Supplied records:
* Begin *

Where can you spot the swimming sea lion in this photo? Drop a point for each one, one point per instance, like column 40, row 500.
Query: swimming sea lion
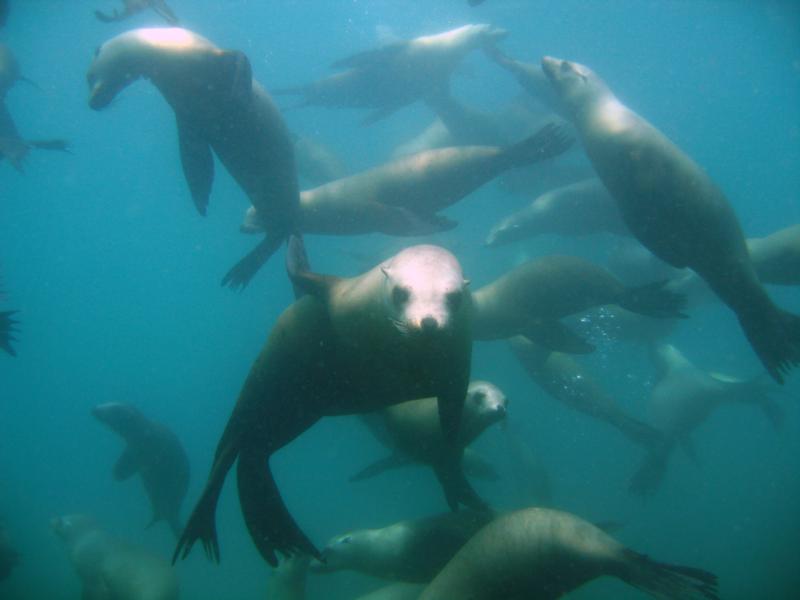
column 397, row 74
column 155, row 453
column 404, row 196
column 218, row 105
column 413, row 551
column 131, row 7
column 581, row 208
column 672, row 207
column 532, row 297
column 398, row 332
column 569, row 382
column 111, row 569
column 415, row 432
column 682, row 399
column 543, row 553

* End *

What you are asked to do:
Rewrite the listing above, changing every "sea lion" to "seal" and keeping everything else the same. Omit the picture from your version.

Full output:
Where can you spot the swimming seal in this photo? Drop a point for each one, one point per instance, like column 40, row 500.
Query: swimming seal
column 397, row 74
column 155, row 453
column 404, row 196
column 218, row 105
column 413, row 551
column 131, row 7
column 581, row 208
column 672, row 207
column 532, row 297
column 398, row 332
column 569, row 382
column 111, row 569
column 415, row 432
column 682, row 399
column 543, row 553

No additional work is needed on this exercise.